> _WORK TO DO_: Reproduce the data below, swapping each occurrence of "pixel coordinates" for "image coordinates" and leaving every other part untouched.

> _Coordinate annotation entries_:

__________________________________________________

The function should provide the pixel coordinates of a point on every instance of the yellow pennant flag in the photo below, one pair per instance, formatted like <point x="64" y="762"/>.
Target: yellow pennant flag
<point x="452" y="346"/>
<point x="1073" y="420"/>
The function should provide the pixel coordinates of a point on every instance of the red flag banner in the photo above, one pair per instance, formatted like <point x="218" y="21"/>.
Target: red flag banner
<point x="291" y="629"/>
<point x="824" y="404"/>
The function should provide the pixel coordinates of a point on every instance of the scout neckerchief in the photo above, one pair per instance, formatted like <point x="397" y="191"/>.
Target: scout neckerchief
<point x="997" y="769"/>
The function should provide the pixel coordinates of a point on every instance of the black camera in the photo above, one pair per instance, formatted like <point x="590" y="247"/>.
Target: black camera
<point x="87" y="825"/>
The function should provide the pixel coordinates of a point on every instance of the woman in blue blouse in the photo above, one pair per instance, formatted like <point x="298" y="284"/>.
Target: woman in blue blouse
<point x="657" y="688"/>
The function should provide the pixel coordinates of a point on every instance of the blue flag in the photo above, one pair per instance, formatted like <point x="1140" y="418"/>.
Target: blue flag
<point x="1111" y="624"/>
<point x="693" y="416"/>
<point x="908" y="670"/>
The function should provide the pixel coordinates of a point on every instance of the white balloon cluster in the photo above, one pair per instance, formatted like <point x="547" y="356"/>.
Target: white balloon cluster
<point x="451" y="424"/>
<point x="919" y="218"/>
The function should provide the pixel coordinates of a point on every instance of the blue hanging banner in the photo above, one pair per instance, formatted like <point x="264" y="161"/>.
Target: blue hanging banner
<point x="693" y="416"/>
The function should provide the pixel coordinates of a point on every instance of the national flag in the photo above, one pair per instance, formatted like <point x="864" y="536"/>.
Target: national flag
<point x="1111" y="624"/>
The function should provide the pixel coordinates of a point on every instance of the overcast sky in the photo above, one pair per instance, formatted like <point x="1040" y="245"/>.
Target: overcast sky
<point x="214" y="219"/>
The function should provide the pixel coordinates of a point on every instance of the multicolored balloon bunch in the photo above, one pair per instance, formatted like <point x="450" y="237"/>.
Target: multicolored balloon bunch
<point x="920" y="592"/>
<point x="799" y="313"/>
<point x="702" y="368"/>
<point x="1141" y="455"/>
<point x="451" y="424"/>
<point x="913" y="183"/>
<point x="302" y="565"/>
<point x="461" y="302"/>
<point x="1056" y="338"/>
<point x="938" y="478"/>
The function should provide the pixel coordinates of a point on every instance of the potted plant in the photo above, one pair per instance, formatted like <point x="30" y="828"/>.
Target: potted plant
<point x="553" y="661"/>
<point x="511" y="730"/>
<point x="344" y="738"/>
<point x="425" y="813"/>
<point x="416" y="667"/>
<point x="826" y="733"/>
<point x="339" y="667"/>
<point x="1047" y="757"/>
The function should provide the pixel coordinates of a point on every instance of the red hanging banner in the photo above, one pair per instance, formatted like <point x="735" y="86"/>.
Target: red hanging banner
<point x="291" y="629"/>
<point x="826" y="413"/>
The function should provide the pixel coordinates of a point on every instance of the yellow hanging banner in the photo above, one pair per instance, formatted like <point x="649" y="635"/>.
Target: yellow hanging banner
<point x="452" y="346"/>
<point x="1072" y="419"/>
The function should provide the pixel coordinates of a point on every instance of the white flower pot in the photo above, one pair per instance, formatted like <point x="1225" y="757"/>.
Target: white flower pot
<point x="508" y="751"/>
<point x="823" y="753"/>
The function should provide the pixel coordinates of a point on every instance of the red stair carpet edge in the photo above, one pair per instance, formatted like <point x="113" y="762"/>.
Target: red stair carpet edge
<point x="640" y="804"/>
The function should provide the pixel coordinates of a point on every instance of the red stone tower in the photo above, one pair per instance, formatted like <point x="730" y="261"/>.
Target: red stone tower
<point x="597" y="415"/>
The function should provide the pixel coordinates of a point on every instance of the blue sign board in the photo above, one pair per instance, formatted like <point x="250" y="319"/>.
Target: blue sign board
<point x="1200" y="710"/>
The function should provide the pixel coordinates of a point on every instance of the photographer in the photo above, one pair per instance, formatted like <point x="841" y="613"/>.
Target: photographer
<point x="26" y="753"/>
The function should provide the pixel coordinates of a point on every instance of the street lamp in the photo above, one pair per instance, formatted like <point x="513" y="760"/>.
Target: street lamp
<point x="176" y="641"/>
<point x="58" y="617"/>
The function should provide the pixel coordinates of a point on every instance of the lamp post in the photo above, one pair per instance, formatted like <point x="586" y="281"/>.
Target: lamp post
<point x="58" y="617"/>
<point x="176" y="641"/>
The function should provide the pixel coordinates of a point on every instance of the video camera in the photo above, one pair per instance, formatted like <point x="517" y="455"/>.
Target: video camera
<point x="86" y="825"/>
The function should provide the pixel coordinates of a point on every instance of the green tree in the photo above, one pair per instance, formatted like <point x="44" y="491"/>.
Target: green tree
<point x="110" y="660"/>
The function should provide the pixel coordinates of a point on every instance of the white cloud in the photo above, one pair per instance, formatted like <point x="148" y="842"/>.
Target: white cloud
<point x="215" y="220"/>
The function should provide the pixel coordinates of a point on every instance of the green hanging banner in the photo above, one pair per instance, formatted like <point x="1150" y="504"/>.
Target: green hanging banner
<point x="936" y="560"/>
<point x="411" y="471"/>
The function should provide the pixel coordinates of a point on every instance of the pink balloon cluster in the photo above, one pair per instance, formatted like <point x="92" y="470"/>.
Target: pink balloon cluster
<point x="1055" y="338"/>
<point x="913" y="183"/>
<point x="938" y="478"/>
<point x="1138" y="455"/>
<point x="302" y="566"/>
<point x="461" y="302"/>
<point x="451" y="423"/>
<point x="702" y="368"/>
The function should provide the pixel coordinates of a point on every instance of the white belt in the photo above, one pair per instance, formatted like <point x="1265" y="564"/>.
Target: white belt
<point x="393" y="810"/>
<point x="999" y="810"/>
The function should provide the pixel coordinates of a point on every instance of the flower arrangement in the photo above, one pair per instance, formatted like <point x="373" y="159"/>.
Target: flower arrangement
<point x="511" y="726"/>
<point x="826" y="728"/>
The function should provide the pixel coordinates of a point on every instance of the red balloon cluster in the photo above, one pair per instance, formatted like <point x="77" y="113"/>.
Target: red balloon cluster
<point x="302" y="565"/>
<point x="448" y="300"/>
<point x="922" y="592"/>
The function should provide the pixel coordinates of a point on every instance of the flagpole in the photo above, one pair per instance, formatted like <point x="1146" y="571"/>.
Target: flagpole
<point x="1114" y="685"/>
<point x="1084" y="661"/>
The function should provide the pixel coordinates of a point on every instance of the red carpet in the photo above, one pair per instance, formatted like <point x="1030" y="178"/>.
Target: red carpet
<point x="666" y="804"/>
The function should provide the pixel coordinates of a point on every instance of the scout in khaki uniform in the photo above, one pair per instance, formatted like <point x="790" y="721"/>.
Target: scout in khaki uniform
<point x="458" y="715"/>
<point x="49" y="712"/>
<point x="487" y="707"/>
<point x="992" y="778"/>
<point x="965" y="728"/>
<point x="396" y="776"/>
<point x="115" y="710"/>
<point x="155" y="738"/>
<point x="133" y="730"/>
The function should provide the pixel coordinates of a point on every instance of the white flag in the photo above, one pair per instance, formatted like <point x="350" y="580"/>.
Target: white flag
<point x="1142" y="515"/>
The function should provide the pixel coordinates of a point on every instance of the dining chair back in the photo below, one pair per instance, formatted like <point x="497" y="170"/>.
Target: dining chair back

__________________________________________________

> _OUTPUT BELOW_:
The function should provide the image coordinates of a point on every instance of the yellow pennant flag in the photo below, one pair per instance, formatted like <point x="64" y="762"/>.
Target: yellow pennant flag
<point x="452" y="346"/>
<point x="1073" y="420"/>
The function should provide the image coordinates of a point on every instance of the red flag banner in the photo above, one pair per instance, formatted like <point x="218" y="21"/>.
Target: red flag banner
<point x="291" y="629"/>
<point x="824" y="404"/>
The function should provide the image coordinates of a point on every instance of the scout neckerchief in the photo above, one pair per instance, formatted like <point x="397" y="191"/>.
Target: scout neckerchief
<point x="997" y="769"/>
The function should provide the image coordinates of a point on every instance of the black camera in the photo above, one pair per instance, formatted like <point x="590" y="247"/>.
Target: black camera
<point x="87" y="825"/>
The function should provide the image coordinates of a point on every instance of the woman in blue blouse in the photo above, one pair per instance, formatted like <point x="298" y="284"/>.
Target: woman in blue blouse
<point x="657" y="688"/>
The function should provide the image coordinates of a point on every instance of the blue flag in the photo above, one pair per instance, formatted like <point x="1140" y="418"/>.
Target: blue flag
<point x="1111" y="624"/>
<point x="693" y="416"/>
<point x="908" y="670"/>
The function should provide the image coordinates of a point on every instance of the white balloon cluster in the photo above, one pair per instance, formatted like <point x="547" y="356"/>.
Target: white balloon cluster
<point x="451" y="424"/>
<point x="919" y="218"/>
The function should provide the image coordinates of a point on every instance of the blue hanging banner in the photo above, one pair per instance, formatted like <point x="264" y="161"/>.
Target: blue hanging banner
<point x="693" y="416"/>
The function should provide the image coordinates of a point on every instance of the national flag in the photo above, one pair per instance, formatted like <point x="864" y="536"/>.
Target: national flag
<point x="1111" y="624"/>
The function should provide the image coordinates of a point on every instance of the overcast sky in the photo above, one pair per instance, formatted like <point x="1040" y="245"/>.
Target: overcast sky
<point x="214" y="219"/>
The function should provide the image coordinates of a point on every instance of the multicolored balloon bunch in the photo above, one pair per instance, formatted like <point x="450" y="237"/>.
Target: multicolored balloon bunch
<point x="920" y="592"/>
<point x="799" y="313"/>
<point x="702" y="368"/>
<point x="1141" y="455"/>
<point x="451" y="424"/>
<point x="913" y="183"/>
<point x="302" y="565"/>
<point x="461" y="302"/>
<point x="1056" y="338"/>
<point x="938" y="478"/>
The function should provide the image coordinates of a point on every instance of the potted plant in the photo above, one pair per instance, formatted like <point x="30" y="828"/>.
Target: potted plant
<point x="553" y="661"/>
<point x="511" y="730"/>
<point x="344" y="738"/>
<point x="425" y="813"/>
<point x="416" y="667"/>
<point x="826" y="733"/>
<point x="339" y="667"/>
<point x="1047" y="757"/>
The function should provide the image coordinates of a point on every instance of the red hanging banner in the photo above, one pair per instance, formatted like <point x="735" y="86"/>.
Target: red hanging banner
<point x="291" y="629"/>
<point x="826" y="413"/>
The function should provide the image coordinates of a point on every instance of the yellow hanging banner in the photo above, one pair per instance, formatted like <point x="649" y="635"/>.
Target: yellow hanging banner
<point x="452" y="346"/>
<point x="1072" y="419"/>
The function should provide the image coordinates of a point on every instance of the white flower pot in the photo above, one pair per instance, formatted like <point x="1225" y="757"/>.
Target: white flower pot
<point x="508" y="751"/>
<point x="823" y="753"/>
The function should provide the image coordinates of a point on every instance of the red stair carpet edge in the photo above, one pair per instance, formatted like <point x="113" y="762"/>.
Target: red stair carpet edge
<point x="640" y="804"/>
The function should provide the image coordinates of a point on every instance of the red stone tower in the photo above, one pair per instance, formatted like <point x="730" y="261"/>.
Target: red stone tower
<point x="597" y="415"/>
The function should provide the image coordinates of a point on every instance of the blue sign board in the photo above, one pair per instance, formatted like <point x="250" y="319"/>.
Target: blue sign board
<point x="1200" y="710"/>
The function should provide the image coordinates of a point on every instance of the photographer in the photo above, one pair per instance, formatted like <point x="841" y="613"/>.
Target: photographer
<point x="26" y="753"/>
The function should provide the image coordinates of a point on every instance of the street lamp in the photo above, one pair per instance, formatted like <point x="513" y="760"/>.
Target: street lamp
<point x="176" y="641"/>
<point x="58" y="617"/>
The function should provide the image coordinates of a point on every instance of the lamp post in the photo above, one pair per instance, formatted like <point x="586" y="281"/>.
Target: lamp post
<point x="58" y="617"/>
<point x="176" y="641"/>
The function should provide the image coordinates of a point on every instance of the video camera in the photo above, one pair per instance, formatted like <point x="517" y="455"/>.
Target: video camera
<point x="86" y="825"/>
The function should provide the image coordinates of a point on every instance of the green tree in the photo above, one pair per instance, formatted like <point x="44" y="491"/>.
Target: green tree
<point x="110" y="660"/>
The function should provide the image coordinates of a point on every instance of the white cloud in the photo above, one pair per instance, formatted like <point x="148" y="842"/>.
Target: white cloud
<point x="215" y="220"/>
The function should provide the image coordinates of a point on every instance of the green hanging banner in the photo above, one pair per instance, formatted like <point x="1150" y="504"/>.
Target: green hanging banner
<point x="936" y="560"/>
<point x="411" y="471"/>
The function should provide the image coordinates of a point on every instance of the pink balloon cluster in the photo above, one pair per instance, formatted like <point x="92" y="470"/>.
Target: pink balloon cluster
<point x="1055" y="338"/>
<point x="913" y="183"/>
<point x="938" y="478"/>
<point x="1138" y="455"/>
<point x="302" y="566"/>
<point x="461" y="302"/>
<point x="451" y="423"/>
<point x="702" y="368"/>
The function should provide the image coordinates of a point on every instance of the white belt in the photo above, one pair per instance, formatted like <point x="1265" y="564"/>.
Target: white belt
<point x="393" y="810"/>
<point x="999" y="810"/>
The function should provide the image coordinates of a point on every instance of the flower arrangement in the photo above, one pair per instance, formatted like <point x="373" y="159"/>.
Target: flower arrangement
<point x="511" y="726"/>
<point x="826" y="728"/>
The function should provide the image coordinates of a point on every instance of the red balloon cluster in the photo above, one pair per instance, formatted like <point x="77" y="113"/>.
Target: red balloon cluster
<point x="302" y="565"/>
<point x="448" y="300"/>
<point x="922" y="592"/>
The function should provide the image coordinates of a point on every instance of the flagpole in the photo above, one pair per instance, formatted like <point x="1146" y="571"/>.
Target: flagpole
<point x="1114" y="685"/>
<point x="1084" y="661"/>
The function should provide the image coordinates of a point on every instance of the red carpet in the photo above, one pair per instance, formatted like <point x="1030" y="178"/>.
Target: red carpet
<point x="666" y="804"/>
The function should provide the image coordinates of a point on every instance of the scout in khaki uniform in the photo above, one pair per instance, formatted like <point x="790" y="721"/>.
Target: scout in khaki uniform
<point x="458" y="715"/>
<point x="49" y="712"/>
<point x="487" y="707"/>
<point x="992" y="778"/>
<point x="965" y="728"/>
<point x="396" y="776"/>
<point x="115" y="710"/>
<point x="155" y="738"/>
<point x="133" y="730"/>
The function should provide the image coordinates of a point on every instance of the white flag in the photo above, one pair per instance, formatted like <point x="350" y="580"/>.
Target: white flag
<point x="1142" y="515"/>
The function should provide the image coordinates of a point on every instance of the dining chair back in the photo below, one pair per instance, formatted like <point x="497" y="170"/>.
Target: dining chair back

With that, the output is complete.